Your goal:
What are the lines, copied exactly, from the one containing "box: [409, 0, 434, 101]" through the last line of the records below, both included?

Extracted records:
——
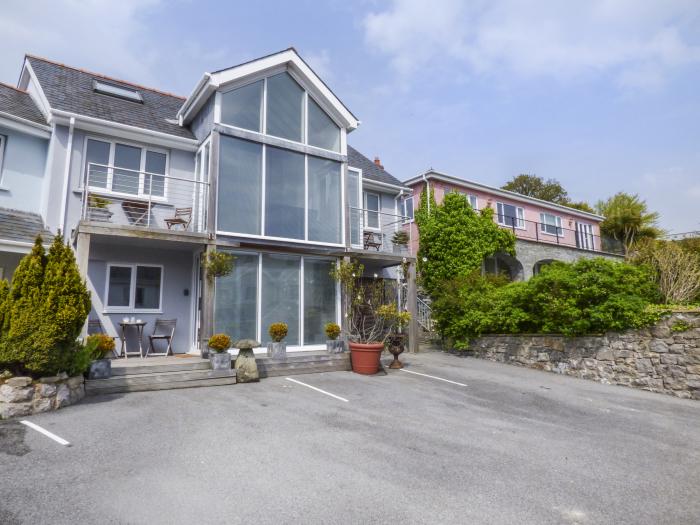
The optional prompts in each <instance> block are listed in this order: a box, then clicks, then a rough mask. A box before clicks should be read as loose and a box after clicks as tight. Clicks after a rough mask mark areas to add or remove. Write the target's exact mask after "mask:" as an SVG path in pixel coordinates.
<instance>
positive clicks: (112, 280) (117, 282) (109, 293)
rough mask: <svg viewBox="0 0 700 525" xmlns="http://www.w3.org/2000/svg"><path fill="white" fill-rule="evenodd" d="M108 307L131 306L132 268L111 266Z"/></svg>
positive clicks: (110, 266) (107, 296) (108, 291)
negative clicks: (131, 271) (131, 276)
mask: <svg viewBox="0 0 700 525" xmlns="http://www.w3.org/2000/svg"><path fill="white" fill-rule="evenodd" d="M108 278H109V288H108V291H107V306H124V307H129V306H131V267H130V266H110V267H109V277H108Z"/></svg>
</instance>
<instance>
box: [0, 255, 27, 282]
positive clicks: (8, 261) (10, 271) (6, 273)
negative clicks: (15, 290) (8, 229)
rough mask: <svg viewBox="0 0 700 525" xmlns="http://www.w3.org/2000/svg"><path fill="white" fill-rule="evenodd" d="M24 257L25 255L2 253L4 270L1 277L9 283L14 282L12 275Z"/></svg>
mask: <svg viewBox="0 0 700 525" xmlns="http://www.w3.org/2000/svg"><path fill="white" fill-rule="evenodd" d="M22 257H24V254H23V253H10V252H0V268H2V269H3V270H2V272H0V274H1V275H0V277H2V278H3V279H7V280H8V281H10V280H12V274H13V273H14V271H15V268H17V265H18V264H19V261H20V259H22Z"/></svg>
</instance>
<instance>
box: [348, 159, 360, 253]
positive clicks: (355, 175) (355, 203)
mask: <svg viewBox="0 0 700 525" xmlns="http://www.w3.org/2000/svg"><path fill="white" fill-rule="evenodd" d="M347 173H348V206H349V207H350V212H349V213H350V244H352V245H354V246H359V244H360V219H361V216H360V214H361V212H360V210H359V209H358V208H359V207H360V174H359V173H357V172H356V171H353V170H348V171H347Z"/></svg>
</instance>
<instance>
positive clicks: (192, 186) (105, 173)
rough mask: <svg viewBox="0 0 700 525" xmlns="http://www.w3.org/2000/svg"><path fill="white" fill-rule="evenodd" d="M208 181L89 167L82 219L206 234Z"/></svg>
mask: <svg viewBox="0 0 700 525" xmlns="http://www.w3.org/2000/svg"><path fill="white" fill-rule="evenodd" d="M208 193H209V184H208V183H207V182H201V181H195V180H191V179H184V178H180V177H171V176H169V175H165V174H162V173H150V172H147V171H138V170H132V169H126V168H120V167H117V166H108V165H104V164H95V163H90V164H88V168H87V173H86V174H85V181H84V184H83V202H82V205H83V209H82V219H83V220H85V221H89V222H100V223H110V224H114V225H117V226H138V227H141V228H147V229H161V230H171V231H189V232H197V233H201V232H204V231H206V221H207V201H208V200H207V199H208Z"/></svg>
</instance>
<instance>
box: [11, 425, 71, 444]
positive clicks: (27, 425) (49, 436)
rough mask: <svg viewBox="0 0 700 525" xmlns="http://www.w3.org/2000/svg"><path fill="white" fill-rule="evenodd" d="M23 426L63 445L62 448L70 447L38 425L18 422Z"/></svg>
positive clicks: (62, 439)
mask: <svg viewBox="0 0 700 525" xmlns="http://www.w3.org/2000/svg"><path fill="white" fill-rule="evenodd" d="M20 423H22V424H23V425H25V426H28V427H29V428H31V429H33V430H36V431H37V432H39V433H41V434H44V435H45V436H46V437H48V438H50V439H53V440H54V441H55V442H56V443H58V444H60V445H63V446H64V447H70V443H69V442H68V441H66V440H65V439H63V438H60V437H58V436H57V435H56V434H52V433H51V432H49V431H48V430H46V429H45V428H41V427H40V426H39V425H35V424H34V423H32V422H31V421H20Z"/></svg>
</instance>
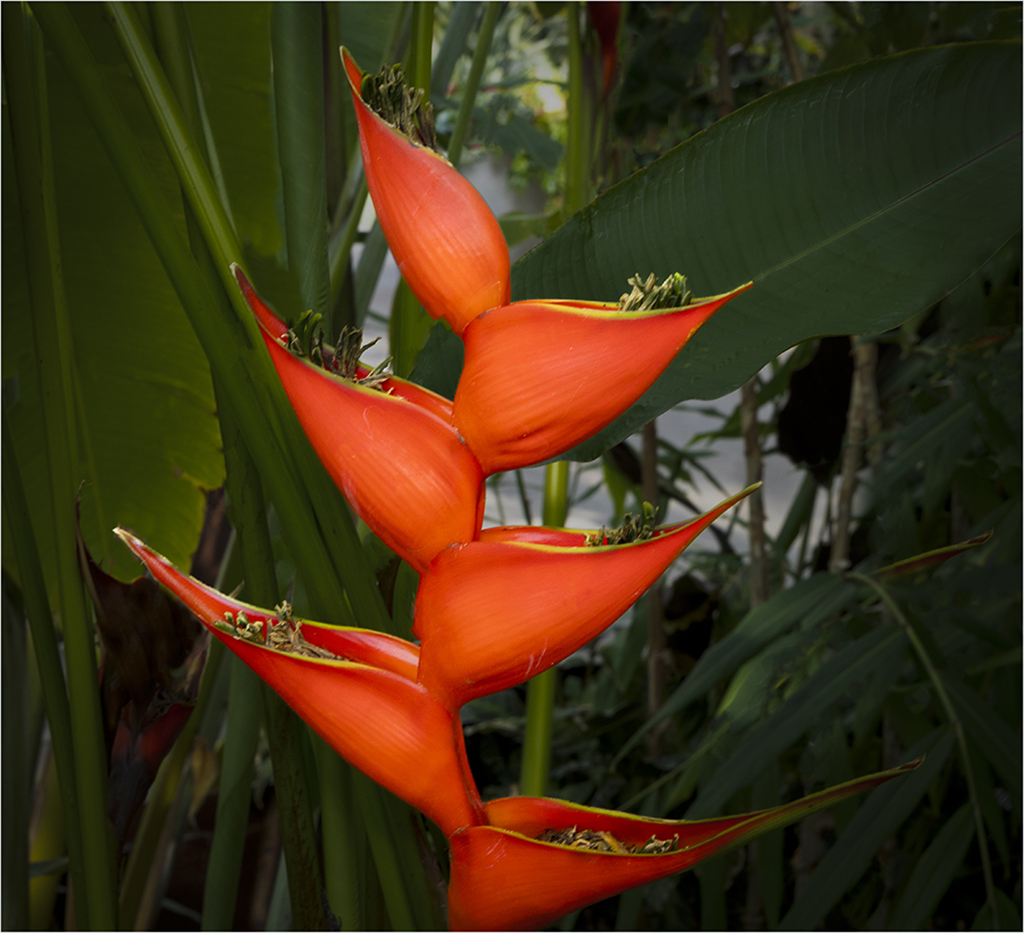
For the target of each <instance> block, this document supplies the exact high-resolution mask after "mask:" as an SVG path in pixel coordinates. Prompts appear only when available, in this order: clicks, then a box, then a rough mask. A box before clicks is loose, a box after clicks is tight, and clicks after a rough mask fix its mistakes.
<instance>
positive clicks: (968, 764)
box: [846, 574, 999, 930]
mask: <svg viewBox="0 0 1024 933" xmlns="http://www.w3.org/2000/svg"><path fill="white" fill-rule="evenodd" d="M846 576H847V577H849V578H850V579H851V580H856V581H857V582H858V583H862V584H864V585H865V586H868V587H870V588H871V589H872V590H874V592H876V593H878V594H879V596H880V597H881V599H882V601H883V602H884V603H885V604H886V606H887V607H888V608H889V611H890V612H892V614H893V619H895V620H896V623H897V624H898V625H899V627H900V628H901V629H902V630H903V631H904V632H905V633H906V637H907V638H908V639H909V640H910V644H911V645H913V649H914V651H915V652H916V654H918V659H919V660H920V661H921V666H922V667H923V668H924V669H925V673H927V674H928V679H929V680H930V681H931V682H932V687H933V688H934V689H935V693H936V695H937V696H938V697H939V703H940V704H942V709H943V710H944V711H945V713H946V716H947V717H949V723H950V725H952V727H953V732H954V733H955V734H956V744H957V745H958V746H959V753H961V759H962V760H963V762H964V776H965V777H966V778H967V788H968V793H969V794H970V797H971V809H972V810H973V811H974V825H975V832H976V833H977V834H978V850H979V851H980V852H981V872H982V875H983V876H984V879H985V894H986V897H987V898H988V908H989V910H990V913H991V915H992V925H993V929H995V930H998V929H999V915H998V908H997V904H996V902H995V884H994V882H993V881H992V863H991V860H990V859H989V856H988V842H987V839H986V836H985V821H984V817H983V816H982V813H981V803H980V802H979V798H978V787H977V783H976V782H975V779H974V768H973V767H972V765H971V753H970V751H969V749H968V745H967V735H966V734H965V732H964V724H963V723H962V722H961V718H959V716H958V715H957V714H956V708H955V707H954V706H953V703H952V701H951V699H950V698H949V694H948V693H947V692H946V688H945V686H944V685H943V683H942V677H941V676H940V675H939V672H938V670H937V669H936V667H935V665H934V664H933V663H932V659H931V656H930V655H929V653H928V649H927V648H926V647H925V643H924V642H923V641H922V640H921V638H920V637H919V636H918V633H916V632H915V631H914V630H913V626H912V625H910V620H909V619H907V618H906V616H905V614H903V611H902V610H901V609H900V607H899V606H898V605H897V604H896V600H894V599H893V598H892V596H890V595H889V592H888V591H887V590H886V588H885V587H884V586H882V584H880V583H879V582H878V581H877V580H874V579H873V578H871V577H868V576H867V575H865V574H847V575H846Z"/></svg>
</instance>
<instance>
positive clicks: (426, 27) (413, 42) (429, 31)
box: [409, 0, 434, 101]
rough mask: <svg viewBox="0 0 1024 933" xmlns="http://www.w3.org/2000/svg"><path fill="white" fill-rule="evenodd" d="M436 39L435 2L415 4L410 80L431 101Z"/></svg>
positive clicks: (410, 52)
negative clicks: (433, 55)
mask: <svg viewBox="0 0 1024 933" xmlns="http://www.w3.org/2000/svg"><path fill="white" fill-rule="evenodd" d="M433 38H434V4H433V0H428V2H425V3H414V4H413V35H412V38H411V39H410V49H409V58H410V60H409V79H410V82H411V83H412V85H413V86H414V87H420V88H423V99H424V101H427V100H429V99H430V61H431V54H432V46H433Z"/></svg>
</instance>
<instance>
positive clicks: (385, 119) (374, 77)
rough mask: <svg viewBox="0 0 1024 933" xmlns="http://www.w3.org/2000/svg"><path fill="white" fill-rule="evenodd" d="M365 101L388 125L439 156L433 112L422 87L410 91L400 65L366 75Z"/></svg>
mask: <svg viewBox="0 0 1024 933" xmlns="http://www.w3.org/2000/svg"><path fill="white" fill-rule="evenodd" d="M359 95H360V96H361V97H362V100H364V102H365V103H366V104H367V107H369V108H370V109H371V110H372V111H374V113H376V114H377V116H378V117H380V118H381V119H382V120H383V121H384V122H385V123H388V124H390V125H391V126H393V127H394V128H395V129H396V130H398V131H399V132H401V133H404V134H406V135H407V136H409V138H410V139H413V140H416V141H418V142H420V143H422V144H423V145H425V146H426V147H427V149H430V150H433V151H434V152H435V153H437V154H438V155H443V154H442V153H441V151H440V150H439V149H438V147H437V134H436V132H435V131H434V109H433V105H432V104H431V103H430V101H429V100H424V99H423V88H419V87H414V88H411V87H409V86H408V85H407V84H406V75H404V72H402V70H401V66H400V65H393V66H390V67H388V66H384V68H383V69H382V70H381V73H380V74H379V75H364V76H362V84H361V85H359Z"/></svg>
——
Worked solution:
box: [409, 0, 434, 101]
rough mask: <svg viewBox="0 0 1024 933" xmlns="http://www.w3.org/2000/svg"><path fill="white" fill-rule="evenodd" d="M436 39L435 2L415 4L410 80L431 101Z"/></svg>
positive clicks: (410, 52)
negative clicks: (433, 55)
mask: <svg viewBox="0 0 1024 933" xmlns="http://www.w3.org/2000/svg"><path fill="white" fill-rule="evenodd" d="M433 38H434V4H433V0H428V2H425V3H414V4H413V35H412V38H411V39H410V49H409V58H410V60H409V79H410V82H411V83H412V85H413V86H414V87H420V88H423V99H424V101H427V100H429V99H430V61H431V54H432V46H433Z"/></svg>
</instance>
<instance>
positive clicks: (385, 119) (374, 77)
rough mask: <svg viewBox="0 0 1024 933" xmlns="http://www.w3.org/2000/svg"><path fill="white" fill-rule="evenodd" d="M365 101L388 125L439 156L433 112L422 87L410 91L400 65L366 75Z"/></svg>
mask: <svg viewBox="0 0 1024 933" xmlns="http://www.w3.org/2000/svg"><path fill="white" fill-rule="evenodd" d="M359 95H360V96H361V97H362V100H364V102H365V103H366V104H367V107H369V108H370V109H371V110H372V111H374V113H376V114H377V116H378V117H380V118H381V119H382V120H383V121H384V122H385V123H388V124H390V125H391V126H393V127H394V128H395V129H396V130H398V131H399V132H401V133H404V134H406V135H407V136H409V138H410V139H413V140H416V141H418V142H420V143H422V144H423V145H425V146H426V147H427V149H430V150H433V151H434V152H435V153H437V154H438V155H443V154H442V153H441V151H440V150H439V149H438V147H437V134H436V132H435V131H434V109H433V105H432V104H431V103H430V101H429V100H424V99H423V88H419V87H414V88H411V87H409V86H408V85H407V84H406V75H404V72H402V70H401V66H400V65H393V66H390V67H388V66H384V68H383V69H382V70H381V73H380V74H379V75H364V76H362V84H361V85H359Z"/></svg>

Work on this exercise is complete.